• _Aim of the task_:
Continue the abstract on escape-time electrometry of single DNA and RNA molecules from the point where it stops.

[[ Source document open ]]

Physical Chemistry, Short talk
PC-025

Detecting structure and conformation of single DNA and RNA molecules by Escape-Time Electrometry  

M. I. Bespalova1, M. Krishnan1,2, F. Ruggeri1
1Department of Chemistry, University of Zurich, Winterthurerstrasse 190, CH 8057 Zurich, Switzerland , 2Department of Physics, University of Zurich, Winterthurerstrasse 190, CH 8057 Zurich, Switzerland

Fundamental functions of biological macromolecules, such as proteins and nucleic acids, in all living organisms strongly depend on the molecules’ 3D structures, which are of great scientific interest. However, currently existing methods are bulk measurements, and further require high concentrations. We recently reported a measurement principle – escape-time electrometry (ETe) [1] – that offers a new approach to measuring the effective electrical charge, qm of a single molecule in solution, in real time. Since the effective charge of a molecule in solution is a strong function of its 3D conformation [2], we have demonstrated the ability to directly link a high precision measurement of electrical charge with the 3D conformation of a charged molecule. The ETe approach exploits the spatial confinement of single molecules in an electrostatic fluidic trap. The trap is based on the spatial modulation of the electrostatic interaction energy created in a topographically-tailored fluidic nanoslit [3]. Measurement of the average escape time of single molecules from a trap of known depth allows us to determine the effective electrical charge of a molecular species with high precision.

[[ Source document closed ]]
[[ Material supplied open ]]

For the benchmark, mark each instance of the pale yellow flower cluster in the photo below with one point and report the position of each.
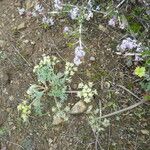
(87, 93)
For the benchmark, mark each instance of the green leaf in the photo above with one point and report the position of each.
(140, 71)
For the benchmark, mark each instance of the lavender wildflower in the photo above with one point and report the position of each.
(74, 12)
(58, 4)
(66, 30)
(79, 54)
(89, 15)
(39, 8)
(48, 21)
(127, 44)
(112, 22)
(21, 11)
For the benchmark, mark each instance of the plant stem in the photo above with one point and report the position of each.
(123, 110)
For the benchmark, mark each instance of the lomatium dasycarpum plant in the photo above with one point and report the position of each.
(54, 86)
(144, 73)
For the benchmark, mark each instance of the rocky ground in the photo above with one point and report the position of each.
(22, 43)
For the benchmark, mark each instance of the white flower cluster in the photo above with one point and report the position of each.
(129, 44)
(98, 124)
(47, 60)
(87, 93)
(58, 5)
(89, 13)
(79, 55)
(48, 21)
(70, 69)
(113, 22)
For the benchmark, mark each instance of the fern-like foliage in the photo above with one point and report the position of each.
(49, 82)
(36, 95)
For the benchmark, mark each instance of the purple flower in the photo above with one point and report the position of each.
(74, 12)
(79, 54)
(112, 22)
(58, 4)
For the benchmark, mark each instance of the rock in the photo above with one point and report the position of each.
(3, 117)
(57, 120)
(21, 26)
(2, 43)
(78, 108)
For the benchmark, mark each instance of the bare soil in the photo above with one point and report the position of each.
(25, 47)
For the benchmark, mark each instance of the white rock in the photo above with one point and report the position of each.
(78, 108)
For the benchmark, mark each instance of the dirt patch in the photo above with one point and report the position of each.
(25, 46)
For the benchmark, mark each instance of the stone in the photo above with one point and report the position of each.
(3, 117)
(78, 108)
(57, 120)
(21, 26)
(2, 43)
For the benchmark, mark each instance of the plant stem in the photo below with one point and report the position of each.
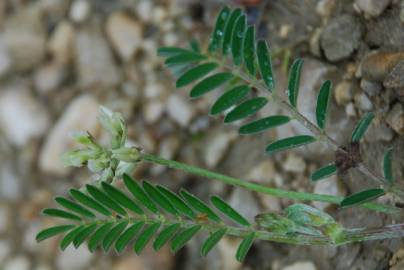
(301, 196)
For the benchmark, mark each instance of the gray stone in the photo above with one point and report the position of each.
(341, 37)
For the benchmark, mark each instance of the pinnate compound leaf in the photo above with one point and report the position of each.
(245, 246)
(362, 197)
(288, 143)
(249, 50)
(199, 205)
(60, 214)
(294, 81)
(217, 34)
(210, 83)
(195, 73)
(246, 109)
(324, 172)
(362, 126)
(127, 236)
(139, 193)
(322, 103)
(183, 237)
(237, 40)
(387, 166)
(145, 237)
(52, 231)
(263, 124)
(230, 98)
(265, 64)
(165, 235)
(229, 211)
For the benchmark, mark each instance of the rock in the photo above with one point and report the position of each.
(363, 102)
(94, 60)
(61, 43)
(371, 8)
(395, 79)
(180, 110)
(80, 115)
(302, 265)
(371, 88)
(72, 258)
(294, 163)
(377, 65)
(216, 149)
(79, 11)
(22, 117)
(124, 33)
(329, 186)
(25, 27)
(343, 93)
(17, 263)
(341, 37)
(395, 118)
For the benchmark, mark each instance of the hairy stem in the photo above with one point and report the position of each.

[[ Material supplied closed ]]

• _Your response_:
We have performed ETe on double-stranded (ds) nucleic acids with identical base sequences, but different helical structures: A-form (dsRNA) and B-form (dsDNA). Modelling these molecules as uniformly-charged cylinders of different dimensions we also determine theoretically expected values for the effective charge, qc (Fig. a, c). Our measured  values of effective charge are in good agreement with the theoretical predictions, and uniquely permit the detection of important structural features of nucleic acids at the level of the single molecule (Fig. b, c).

Furthermore, we are currently performing measurements on single-stranded (ss) RNA and DNA molecules of effectively identical sequence.  In contrast to ssDNA,  ssRNA is well known to form stable and varied secondary structures, which are in fact critical to biological function. While our preliminary measurements yield a single escape timescale for ssDNA, interestingly they reveal a spectrum of timescales for the equivalent ssRNA species, indicating a variety of folded states. Our results illustrate that ETe will likely enjoy broad relevance in 3D conformation determination in biology.

[1] F. Ruggeri, F. Zosel, N. Mutter, M. Różycka, M. Wojtas, A. Ożyhar, B. Schuler, and M. Krishnan, Nature Nanotechnology, 2017, advance online publication. 
[2] M. Krishnan, Journal of Chemical Physics, to appear. 
[3] M. Krishnan, N. Mojarad, P. Kukura, and V. Sandoghdar,  Nature, 2010, 467, 692-695.